▶ _What to produce_:
Below this line are records; transcribe exactly the lines between the one holding "Target: orange flame" and the one holding "Target: bifold closet door", inclusive, and omit the pictures.

▶ _Exercise materials_:
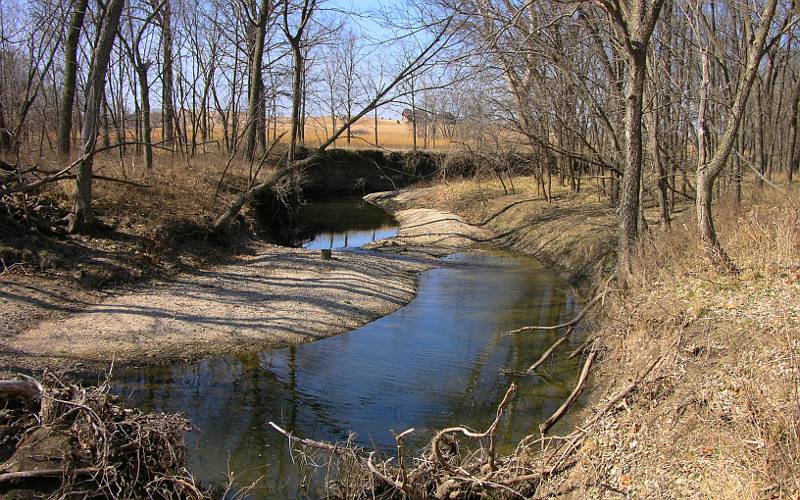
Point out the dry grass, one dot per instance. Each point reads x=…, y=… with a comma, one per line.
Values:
x=392, y=134
x=575, y=233
x=719, y=415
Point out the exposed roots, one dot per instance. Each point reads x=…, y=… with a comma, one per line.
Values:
x=88, y=445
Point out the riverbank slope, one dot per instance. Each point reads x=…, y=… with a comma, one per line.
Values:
x=272, y=297
x=697, y=388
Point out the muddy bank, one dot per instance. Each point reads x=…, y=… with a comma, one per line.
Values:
x=574, y=234
x=344, y=171
x=694, y=391
x=275, y=297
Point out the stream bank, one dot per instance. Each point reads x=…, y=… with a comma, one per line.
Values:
x=695, y=391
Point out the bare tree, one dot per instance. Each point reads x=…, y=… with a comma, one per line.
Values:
x=82, y=218
x=64, y=138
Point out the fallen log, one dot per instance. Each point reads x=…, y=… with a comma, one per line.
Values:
x=28, y=388
x=16, y=477
x=555, y=417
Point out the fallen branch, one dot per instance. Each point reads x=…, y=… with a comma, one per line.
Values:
x=555, y=417
x=307, y=442
x=437, y=453
x=546, y=355
x=29, y=388
x=16, y=477
x=574, y=321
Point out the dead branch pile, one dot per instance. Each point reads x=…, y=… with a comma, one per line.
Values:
x=89, y=445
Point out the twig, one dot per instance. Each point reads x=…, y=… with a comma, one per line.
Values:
x=437, y=453
x=574, y=321
x=555, y=417
x=15, y=477
x=546, y=355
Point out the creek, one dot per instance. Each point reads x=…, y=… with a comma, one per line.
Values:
x=433, y=363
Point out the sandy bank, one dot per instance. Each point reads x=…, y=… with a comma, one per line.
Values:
x=275, y=297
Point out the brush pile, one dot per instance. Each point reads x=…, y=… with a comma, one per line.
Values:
x=68, y=441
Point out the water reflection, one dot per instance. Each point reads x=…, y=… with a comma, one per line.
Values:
x=433, y=363
x=342, y=223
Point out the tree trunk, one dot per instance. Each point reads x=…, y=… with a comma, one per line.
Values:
x=141, y=70
x=631, y=180
x=661, y=171
x=708, y=171
x=64, y=139
x=82, y=217
x=793, y=155
x=296, y=96
x=255, y=94
x=167, y=78
x=5, y=135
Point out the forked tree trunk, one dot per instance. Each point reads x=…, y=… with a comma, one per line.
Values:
x=661, y=171
x=631, y=180
x=64, y=138
x=82, y=217
x=167, y=78
x=709, y=170
x=255, y=93
x=144, y=86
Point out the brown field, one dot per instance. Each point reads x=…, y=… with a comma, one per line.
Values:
x=392, y=134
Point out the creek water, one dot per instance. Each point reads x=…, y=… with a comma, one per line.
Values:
x=433, y=363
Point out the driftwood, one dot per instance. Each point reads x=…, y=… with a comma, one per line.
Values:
x=555, y=417
x=571, y=323
x=16, y=477
x=490, y=432
x=28, y=388
x=546, y=355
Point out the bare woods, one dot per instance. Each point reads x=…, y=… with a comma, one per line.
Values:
x=654, y=101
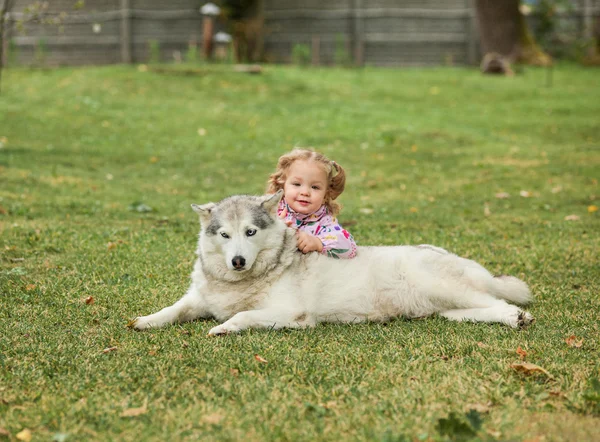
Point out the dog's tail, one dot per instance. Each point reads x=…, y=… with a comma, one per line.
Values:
x=510, y=288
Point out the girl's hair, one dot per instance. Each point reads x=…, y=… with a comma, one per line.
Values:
x=336, y=176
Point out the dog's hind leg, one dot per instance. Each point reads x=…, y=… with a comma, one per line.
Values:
x=188, y=308
x=500, y=311
x=266, y=318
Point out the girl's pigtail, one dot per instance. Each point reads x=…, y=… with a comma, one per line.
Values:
x=338, y=180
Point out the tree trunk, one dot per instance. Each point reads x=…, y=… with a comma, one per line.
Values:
x=4, y=10
x=503, y=30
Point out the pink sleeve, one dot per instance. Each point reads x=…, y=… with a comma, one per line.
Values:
x=337, y=242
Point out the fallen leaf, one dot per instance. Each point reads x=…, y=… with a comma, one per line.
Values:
x=481, y=408
x=24, y=435
x=260, y=359
x=521, y=352
x=214, y=418
x=133, y=412
x=529, y=369
x=573, y=342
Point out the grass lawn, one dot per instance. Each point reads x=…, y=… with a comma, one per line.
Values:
x=98, y=167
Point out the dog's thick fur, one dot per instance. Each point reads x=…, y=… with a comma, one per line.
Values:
x=250, y=274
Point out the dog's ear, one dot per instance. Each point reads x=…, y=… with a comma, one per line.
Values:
x=271, y=202
x=204, y=210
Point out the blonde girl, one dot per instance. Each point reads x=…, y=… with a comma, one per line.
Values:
x=311, y=183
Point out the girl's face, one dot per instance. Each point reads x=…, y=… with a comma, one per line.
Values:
x=305, y=186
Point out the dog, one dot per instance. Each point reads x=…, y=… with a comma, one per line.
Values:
x=249, y=274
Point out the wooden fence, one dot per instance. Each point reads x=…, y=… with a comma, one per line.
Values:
x=371, y=32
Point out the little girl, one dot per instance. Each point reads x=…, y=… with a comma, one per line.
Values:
x=310, y=184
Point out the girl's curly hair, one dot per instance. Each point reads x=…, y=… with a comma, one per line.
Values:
x=336, y=176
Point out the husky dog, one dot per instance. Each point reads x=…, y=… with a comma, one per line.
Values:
x=249, y=273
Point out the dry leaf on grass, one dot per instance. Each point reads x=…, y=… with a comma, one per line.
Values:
x=213, y=418
x=260, y=359
x=133, y=412
x=573, y=342
x=529, y=369
x=24, y=435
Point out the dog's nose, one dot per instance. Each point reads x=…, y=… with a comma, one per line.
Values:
x=238, y=262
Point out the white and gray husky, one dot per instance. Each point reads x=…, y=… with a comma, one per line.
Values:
x=250, y=274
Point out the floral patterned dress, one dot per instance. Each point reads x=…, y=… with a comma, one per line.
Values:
x=337, y=241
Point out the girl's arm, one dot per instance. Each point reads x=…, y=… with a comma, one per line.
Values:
x=337, y=242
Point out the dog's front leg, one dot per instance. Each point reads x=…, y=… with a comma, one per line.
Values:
x=189, y=307
x=266, y=318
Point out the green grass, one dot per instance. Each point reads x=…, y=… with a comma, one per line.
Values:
x=426, y=152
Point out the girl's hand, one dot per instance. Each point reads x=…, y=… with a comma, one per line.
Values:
x=308, y=243
x=282, y=216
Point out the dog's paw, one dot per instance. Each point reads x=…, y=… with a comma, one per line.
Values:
x=524, y=319
x=223, y=329
x=139, y=323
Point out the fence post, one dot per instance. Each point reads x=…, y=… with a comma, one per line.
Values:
x=125, y=32
x=471, y=33
x=358, y=33
x=316, y=50
x=588, y=20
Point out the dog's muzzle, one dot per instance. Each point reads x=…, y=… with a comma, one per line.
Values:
x=238, y=262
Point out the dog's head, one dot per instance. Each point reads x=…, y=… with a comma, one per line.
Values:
x=236, y=230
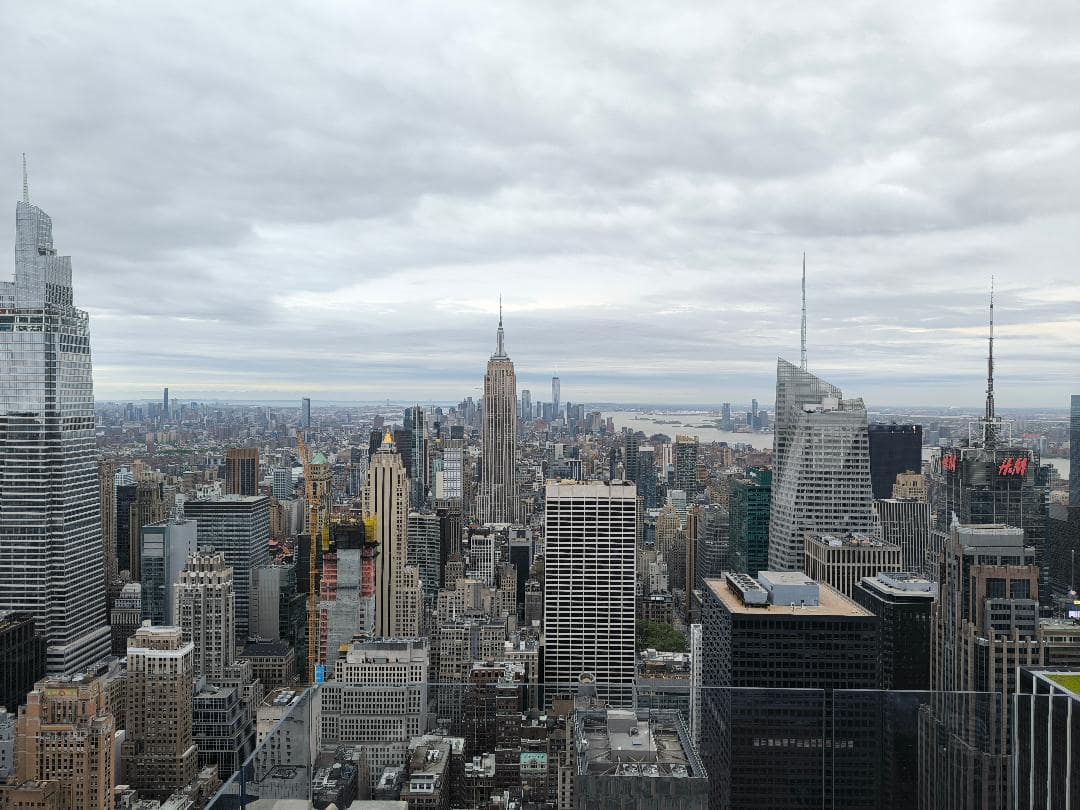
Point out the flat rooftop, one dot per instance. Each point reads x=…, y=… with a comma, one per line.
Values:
x=831, y=603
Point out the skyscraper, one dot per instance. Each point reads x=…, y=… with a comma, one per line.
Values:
x=205, y=610
x=66, y=733
x=1075, y=453
x=165, y=547
x=399, y=598
x=825, y=485
x=894, y=449
x=241, y=471
x=52, y=562
x=497, y=500
x=159, y=754
x=419, y=475
x=590, y=567
x=795, y=388
x=239, y=527
x=751, y=502
x=685, y=454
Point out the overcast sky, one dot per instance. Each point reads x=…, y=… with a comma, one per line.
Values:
x=262, y=203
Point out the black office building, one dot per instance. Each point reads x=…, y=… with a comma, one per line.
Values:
x=894, y=449
x=778, y=731
x=22, y=659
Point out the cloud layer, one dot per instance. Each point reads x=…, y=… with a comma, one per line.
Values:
x=265, y=202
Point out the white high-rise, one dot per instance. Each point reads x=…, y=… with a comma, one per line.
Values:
x=205, y=608
x=399, y=597
x=590, y=567
x=52, y=559
x=825, y=481
x=497, y=500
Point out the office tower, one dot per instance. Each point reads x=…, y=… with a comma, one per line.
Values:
x=65, y=734
x=158, y=751
x=985, y=624
x=51, y=559
x=646, y=475
x=23, y=653
x=242, y=471
x=239, y=527
x=631, y=444
x=205, y=610
x=223, y=728
x=419, y=475
x=756, y=642
x=686, y=464
x=910, y=486
x=165, y=548
x=906, y=523
x=399, y=598
x=1048, y=707
x=630, y=758
x=279, y=606
x=137, y=505
x=497, y=500
x=795, y=389
x=107, y=497
x=378, y=699
x=902, y=602
x=841, y=561
x=424, y=550
x=825, y=485
x=125, y=617
x=1075, y=451
x=282, y=483
x=894, y=449
x=750, y=505
x=590, y=566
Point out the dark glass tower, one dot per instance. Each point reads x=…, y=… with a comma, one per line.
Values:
x=894, y=449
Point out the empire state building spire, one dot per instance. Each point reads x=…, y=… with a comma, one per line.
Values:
x=497, y=501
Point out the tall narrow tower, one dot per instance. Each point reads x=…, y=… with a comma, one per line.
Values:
x=497, y=501
x=399, y=598
x=52, y=561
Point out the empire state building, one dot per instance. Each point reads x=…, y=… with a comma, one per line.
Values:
x=497, y=501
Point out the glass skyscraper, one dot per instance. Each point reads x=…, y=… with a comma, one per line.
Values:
x=52, y=561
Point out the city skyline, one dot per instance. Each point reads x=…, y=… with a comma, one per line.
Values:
x=644, y=217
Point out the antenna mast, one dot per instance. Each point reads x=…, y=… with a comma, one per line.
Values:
x=802, y=341
x=989, y=435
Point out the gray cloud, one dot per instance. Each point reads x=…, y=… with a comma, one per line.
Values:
x=262, y=202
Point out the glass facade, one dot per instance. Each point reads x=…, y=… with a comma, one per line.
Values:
x=52, y=561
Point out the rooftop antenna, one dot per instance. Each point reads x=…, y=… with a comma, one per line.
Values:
x=988, y=437
x=802, y=342
x=499, y=336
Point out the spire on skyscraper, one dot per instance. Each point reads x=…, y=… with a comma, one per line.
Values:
x=802, y=335
x=499, y=350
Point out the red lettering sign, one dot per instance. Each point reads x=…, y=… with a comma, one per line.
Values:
x=1012, y=466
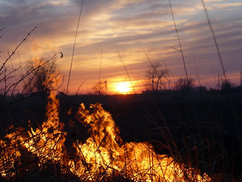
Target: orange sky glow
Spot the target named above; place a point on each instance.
(116, 40)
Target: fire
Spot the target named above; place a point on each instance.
(101, 157)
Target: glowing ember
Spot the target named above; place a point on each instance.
(102, 156)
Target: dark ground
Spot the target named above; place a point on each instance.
(202, 128)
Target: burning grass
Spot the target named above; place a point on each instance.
(43, 153)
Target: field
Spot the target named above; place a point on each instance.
(201, 130)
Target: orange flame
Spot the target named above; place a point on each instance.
(103, 155)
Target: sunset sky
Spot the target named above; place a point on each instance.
(114, 29)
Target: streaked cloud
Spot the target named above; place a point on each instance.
(125, 23)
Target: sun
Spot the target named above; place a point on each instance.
(123, 87)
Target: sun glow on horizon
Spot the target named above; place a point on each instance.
(123, 87)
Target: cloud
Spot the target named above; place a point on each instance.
(123, 23)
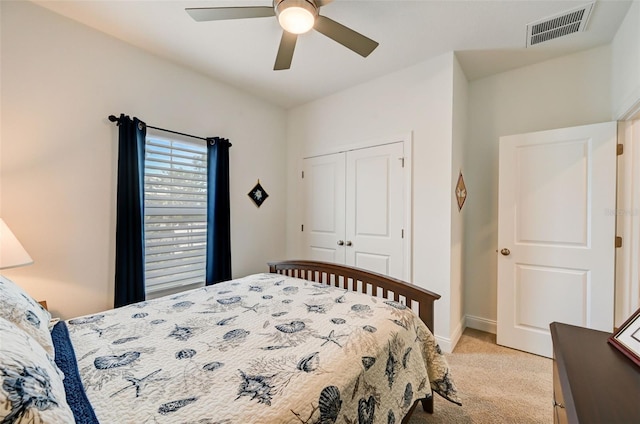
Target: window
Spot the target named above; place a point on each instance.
(175, 216)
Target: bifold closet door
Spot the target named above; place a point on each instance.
(323, 186)
(354, 208)
(375, 209)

▶ _Result of the exercise_:
Target: orange flame
Spot the target named above; place a point on each instance.
(103, 155)
Target: sunset sky
Spot the target named above; place a point on each instance.
(114, 29)
Target: streaked cloud
Spot the target named above; place a point on each instance.
(125, 23)
Target: sun
Spot the target named above; place a point on each instance.
(123, 87)
Target: sun glow on horizon
Spot the target named above; place a point on each instance.
(123, 87)
Target: cloud
Spot the target named above; place a point on each instance.
(123, 23)
Target: window
Spot the target named above; place a point on each instance.
(175, 216)
Target: bifold closet door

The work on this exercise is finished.